— start of Provided entries —

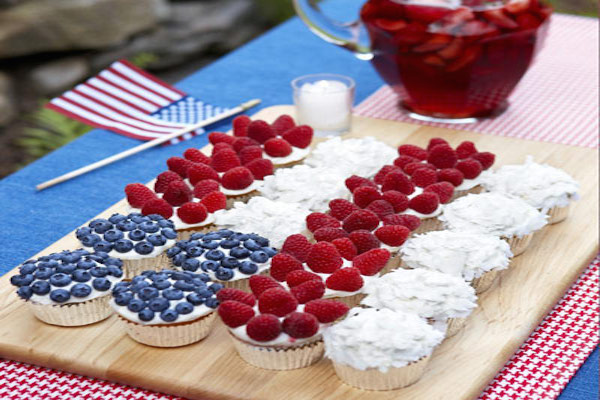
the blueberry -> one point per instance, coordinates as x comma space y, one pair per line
60, 295
101, 284
248, 268
80, 290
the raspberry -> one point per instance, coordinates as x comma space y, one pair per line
282, 264
237, 178
397, 181
196, 156
277, 147
412, 151
192, 213
237, 295
442, 156
214, 201
204, 187
283, 123
326, 311
425, 203
307, 291
300, 136
329, 234
452, 175
364, 240
424, 177
224, 160
345, 279
470, 168
315, 221
260, 131
486, 159
364, 195
177, 193
138, 194
371, 262
392, 235
465, 149
240, 125
158, 206
260, 283
345, 247
361, 219
301, 325
200, 172
444, 190
234, 313
324, 258
260, 168
263, 328
277, 301
298, 246
398, 200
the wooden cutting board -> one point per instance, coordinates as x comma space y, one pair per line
460, 368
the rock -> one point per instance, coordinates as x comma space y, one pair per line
54, 25
56, 76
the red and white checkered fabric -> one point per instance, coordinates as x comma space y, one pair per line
557, 100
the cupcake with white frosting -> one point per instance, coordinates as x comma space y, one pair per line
444, 300
380, 349
495, 214
474, 257
71, 288
549, 189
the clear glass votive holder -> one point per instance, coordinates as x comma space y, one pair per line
324, 101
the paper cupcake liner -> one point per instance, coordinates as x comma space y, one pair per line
173, 335
282, 358
73, 314
373, 379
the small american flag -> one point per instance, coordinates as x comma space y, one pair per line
129, 101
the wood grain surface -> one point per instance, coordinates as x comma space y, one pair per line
459, 369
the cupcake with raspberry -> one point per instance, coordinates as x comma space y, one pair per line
140, 241
495, 214
166, 308
352, 343
272, 328
70, 288
228, 257
549, 189
444, 300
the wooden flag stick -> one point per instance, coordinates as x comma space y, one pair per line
70, 175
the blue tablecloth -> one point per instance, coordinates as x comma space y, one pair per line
263, 68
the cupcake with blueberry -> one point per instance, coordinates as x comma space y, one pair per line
228, 257
139, 240
166, 308
71, 288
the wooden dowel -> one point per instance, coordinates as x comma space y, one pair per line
70, 175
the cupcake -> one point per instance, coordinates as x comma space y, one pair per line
71, 288
495, 214
550, 190
228, 257
166, 308
138, 240
444, 300
273, 329
474, 257
380, 349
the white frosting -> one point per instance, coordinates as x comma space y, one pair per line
463, 254
540, 185
429, 294
371, 338
492, 213
273, 220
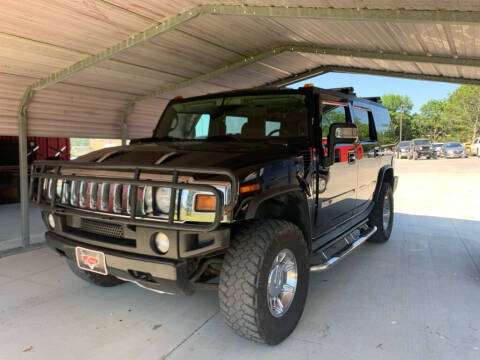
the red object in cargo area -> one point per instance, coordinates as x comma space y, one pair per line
46, 145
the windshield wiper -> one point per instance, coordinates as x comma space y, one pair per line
224, 137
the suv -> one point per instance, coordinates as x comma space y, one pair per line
421, 147
475, 147
403, 149
245, 192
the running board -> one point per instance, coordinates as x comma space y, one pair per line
335, 259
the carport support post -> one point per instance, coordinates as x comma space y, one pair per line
23, 165
123, 122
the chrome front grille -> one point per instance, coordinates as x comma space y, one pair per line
134, 193
99, 196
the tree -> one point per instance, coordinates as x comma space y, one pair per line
433, 121
400, 108
464, 107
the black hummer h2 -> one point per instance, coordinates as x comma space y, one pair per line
245, 192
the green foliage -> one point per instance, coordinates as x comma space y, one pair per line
464, 109
454, 119
400, 107
433, 121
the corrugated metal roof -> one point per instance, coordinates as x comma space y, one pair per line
41, 37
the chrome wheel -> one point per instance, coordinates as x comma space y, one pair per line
387, 212
282, 283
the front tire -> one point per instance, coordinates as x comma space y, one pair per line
253, 273
382, 215
93, 278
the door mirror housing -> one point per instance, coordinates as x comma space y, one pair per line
340, 133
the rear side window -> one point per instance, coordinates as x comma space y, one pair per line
332, 113
384, 130
364, 121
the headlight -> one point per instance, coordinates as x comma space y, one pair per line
162, 199
204, 202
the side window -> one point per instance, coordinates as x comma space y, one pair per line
363, 120
272, 127
202, 126
385, 132
234, 124
331, 114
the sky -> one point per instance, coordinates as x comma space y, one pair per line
369, 85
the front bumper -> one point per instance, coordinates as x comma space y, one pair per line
161, 275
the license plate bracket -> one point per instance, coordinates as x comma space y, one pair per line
91, 260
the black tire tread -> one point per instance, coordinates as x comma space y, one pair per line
376, 215
238, 290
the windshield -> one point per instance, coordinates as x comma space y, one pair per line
421, 142
239, 117
453, 145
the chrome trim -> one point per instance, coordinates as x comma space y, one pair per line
117, 198
336, 259
104, 196
282, 283
93, 192
83, 194
65, 192
129, 207
74, 193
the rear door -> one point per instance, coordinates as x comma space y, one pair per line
367, 153
338, 182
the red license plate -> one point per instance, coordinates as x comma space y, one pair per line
91, 260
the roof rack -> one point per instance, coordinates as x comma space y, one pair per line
345, 90
376, 99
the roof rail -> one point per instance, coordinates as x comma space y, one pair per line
376, 99
345, 90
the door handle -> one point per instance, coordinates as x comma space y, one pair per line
351, 157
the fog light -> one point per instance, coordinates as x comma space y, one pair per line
51, 221
162, 243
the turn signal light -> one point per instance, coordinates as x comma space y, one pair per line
205, 202
249, 188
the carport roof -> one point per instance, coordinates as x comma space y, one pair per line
89, 61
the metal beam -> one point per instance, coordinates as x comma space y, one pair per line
398, 15
311, 50
412, 16
449, 79
123, 122
23, 165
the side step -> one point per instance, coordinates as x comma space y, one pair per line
352, 241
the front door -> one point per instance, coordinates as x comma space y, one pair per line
338, 182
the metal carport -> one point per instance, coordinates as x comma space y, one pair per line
107, 68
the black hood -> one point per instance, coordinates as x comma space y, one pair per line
242, 158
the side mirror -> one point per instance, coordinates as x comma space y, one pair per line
340, 133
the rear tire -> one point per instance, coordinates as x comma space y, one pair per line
93, 278
246, 280
378, 218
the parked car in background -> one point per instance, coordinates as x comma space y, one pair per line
421, 148
454, 150
438, 148
475, 147
468, 147
403, 149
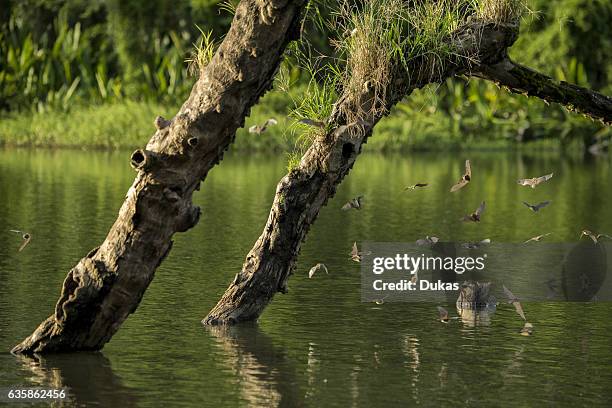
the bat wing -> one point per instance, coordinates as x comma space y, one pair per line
524, 182
313, 270
462, 183
519, 309
480, 209
25, 243
509, 294
544, 178
543, 204
443, 313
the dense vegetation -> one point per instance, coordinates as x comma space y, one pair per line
95, 74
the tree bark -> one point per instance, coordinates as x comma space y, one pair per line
107, 285
520, 79
302, 193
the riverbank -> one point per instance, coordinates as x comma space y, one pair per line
129, 125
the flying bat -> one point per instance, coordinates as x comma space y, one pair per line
537, 207
465, 179
527, 330
537, 238
533, 182
354, 203
427, 241
26, 238
475, 216
593, 236
443, 314
316, 269
415, 186
476, 245
515, 302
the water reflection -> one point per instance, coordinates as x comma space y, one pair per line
265, 374
88, 378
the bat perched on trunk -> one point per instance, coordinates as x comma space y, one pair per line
258, 130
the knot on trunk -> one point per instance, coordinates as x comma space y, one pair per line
161, 123
143, 159
188, 218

— end of Provided entries —

What the exercise asks:
Give back the whole listing as it stands, minus its pictures.

Final result:
the blueberry -> one point per instance, coordinates as x comma space y, one pair per line
60, 295
101, 284
248, 268
80, 290
the raspberry -> one point per instance, coordinates as x comma space y, one pair per line
282, 264
237, 178
397, 181
196, 156
277, 147
412, 151
192, 213
237, 295
442, 156
214, 201
204, 187
283, 123
326, 311
425, 203
307, 291
300, 136
329, 234
452, 175
364, 240
424, 177
224, 160
345, 279
470, 168
315, 221
260, 131
486, 159
364, 195
177, 193
138, 194
371, 262
392, 235
465, 149
240, 125
158, 206
260, 283
345, 247
361, 219
301, 325
200, 172
444, 190
234, 313
324, 258
260, 168
263, 328
277, 301
298, 246
398, 200
the wooden cutting board -> one point per instance, coordinates as x comma space y, one pair per line
460, 368
the rock -> one point per instance, coordinates as x comma space y, one pair per line
54, 25
56, 76
the red and white checkered fabric -> one point per instance, coordinates as x comma space y, one pair per line
557, 100
the cupcake with white frosting -> one point per instance, coordinates as x comma space y, one pair per line
444, 300
380, 349
495, 214
474, 257
71, 288
549, 189
the clear glass votive holder -> one point per instance, coordinates as x comma space y, one pair per line
324, 101
the paper cupcake liner -> one point per instance, coordinates as x comma space y, one pair per line
173, 335
282, 358
73, 314
373, 379
the small american flag -> one point per instance, coordinates as x comma space y, one pair per line
129, 101
the wood grain surface -> one point per instance, coordinates as x comma space y, one pair per line
459, 369
the cupcake with raspberry -> one point per instance, coordinates as x comma space y, one pair per line
140, 241
495, 214
166, 308
352, 343
272, 328
70, 288
228, 257
549, 189
444, 300
the wooden flag stick -> one point per instance, coordinates as x comma space y, one pair per line
70, 175
the blue tablecloth -> one point per instance, coordinates as x comma space y, one pair per line
263, 68
the cupcake with blueberry -> one point per instance, coordinates as x comma space y, one pair per line
228, 257
139, 240
166, 308
71, 288
the wooden dowel -> one point per instance, coordinates as x comma space y, one pair per line
70, 175
the cupcake -> one point per instance, coordinates as x comma space y, one pair per line
71, 288
495, 214
550, 190
228, 257
166, 308
138, 240
444, 300
273, 329
474, 257
380, 349
the white frosting -> one point per instance, coordinates as x comma space y, one pair per line
463, 254
540, 185
429, 294
371, 338
492, 213
273, 220
the red object in cargo area -> one point per instance, coordinates as x comma space y, one pair per line
46, 145
the windshield wiper -> one point per instance, coordinates as x comma space y, one pair per line
224, 137
the suv -> one point per instance, coordinates as x comma space y, one pair per line
421, 147
475, 147
403, 149
245, 192
the running board -> one point per instance, coordinates as x comma space y, one pair per line
335, 259
the carport support post -> one point per instance, coordinates as x comma space y, one pair per line
23, 165
123, 122
the chrome front grille -> one point per instance, coordinates as x comma space y, one pair per line
134, 193
99, 196
the tree -> one point per instance, coordinates as x comma space y, one pair per line
433, 121
400, 108
464, 107
the black hummer h2 -> one point per instance, coordinates as x comma space y, one pair per line
245, 192
the green foliage -> one point per instance, coordinates as x comma space y, one pair per line
464, 109
454, 119
400, 107
433, 121
the corrugated metal roof -> one point per instance, coordinates as x comma space y, one pair per line
41, 37
the chrome wheel -> one point per instance, coordinates as x comma space y, one pair per line
387, 212
282, 283
the front tire -> one point per instance, coordinates as x comma space y, one pair per line
253, 273
382, 215
93, 278
the door mirror housing -> one point per instance, coordinates as x comma space y, one pair per line
340, 133
the rear side window -> one point per instance, coordinates as x comma space y, one pair per line
332, 113
384, 130
364, 121
the headlight -> one point per instance, coordinates as x comma space y, one pair per line
162, 199
204, 202
the side window -> one point per instance, coordinates as x comma space y, one pair per line
363, 120
272, 127
202, 126
385, 132
234, 124
331, 114
the sky -> one point per instance, coordinates as x comma space y, one pair per line
369, 85
the front bumper -> one point per instance, coordinates as x comma space y, one pair per line
161, 275
the license plate bracket -> one point per instance, coordinates as x comma space y, one pair per line
91, 260
the black tire tread -> one point per instance, coordinates as x comma space y, one pair per line
376, 215
238, 290
the windshield -> one point per instance, coordinates as x comma space y, one pair per line
421, 142
239, 117
453, 145
the chrome trim -> one point per instance, coordinates as x comma space y, one pair per line
117, 198
336, 259
104, 196
282, 283
93, 192
83, 194
65, 192
129, 207
74, 193
the rear door -> one point per instance, coordinates as x comma space y, one pair per line
367, 153
338, 182
the red license plate -> one point per instance, coordinates as x comma space y, one pair per line
91, 260
the roof rack -> one point per instance, coordinates as x comma space y, one pair per line
345, 90
376, 99
the roof rail -> one point per instance, coordinates as x comma space y, one pair per line
376, 99
345, 90
the door handle -> one point per instance, coordinates as x comma space y, one pair per line
351, 157
the fog light -> one point per instance, coordinates as x comma space y, one pair per line
51, 221
162, 243
the turn signal light -> one point per instance, coordinates as x comma space y, one pair per line
205, 202
249, 188
the carport roof -> one point per instance, coordinates as x comma space y, one pair per line
89, 61
the metal beam -> one point per instance, coordinates as x comma space y, one pair per line
398, 15
311, 50
412, 16
449, 79
123, 122
23, 165
the side step -> one point per instance, coordinates as x comma space y, one pair per line
352, 241
the front door -> one point per instance, coordinates as x comma space y, one pair per line
338, 182
the metal carport -> one point per instance, coordinates as x comma space y, one pair per line
107, 68
the black hood -> one point per instance, coordinates as x comma space y, one pair per line
242, 158
the side mirror -> one point per instance, coordinates as x comma space y, one pair per line
340, 133
the rear tire -> one point per instance, coordinates as x comma space y, one pair per line
93, 278
246, 280
378, 218
the parked car in background -> one point per instance, coordinates as x comma space y, one pair per line
421, 148
454, 150
438, 148
475, 147
468, 147
403, 149
the bat wing -> one point per instance, coordinates as x comma space y, one pair per line
524, 182
313, 270
462, 183
519, 309
480, 209
25, 243
509, 294
544, 178
543, 204
443, 313
the dense vegetation -> one point per instance, coordinates as x comma space y, one pair per line
95, 74
the tree bark -> one point per instance, coordinates as x comma space y, one pair per line
107, 285
520, 79
302, 193
the riverbank -> one point per instance, coordinates as x comma space y, one pair per line
129, 125
the flying bat -> one point per instance, coordinates as x comma space y, one pair per line
537, 207
465, 179
527, 330
537, 238
533, 182
354, 203
427, 241
26, 238
475, 216
593, 236
443, 314
316, 269
415, 186
476, 245
515, 302
the water reflection -> one point per instance, coordinates as x comma space y, one pair per line
265, 374
88, 378
the bat perched on trunk -> one point per instance, coordinates as x comma space y, one pair per line
258, 130
the knot on trunk -> one point per instance, coordinates as x comma space y, one pair per line
161, 123
143, 159
188, 218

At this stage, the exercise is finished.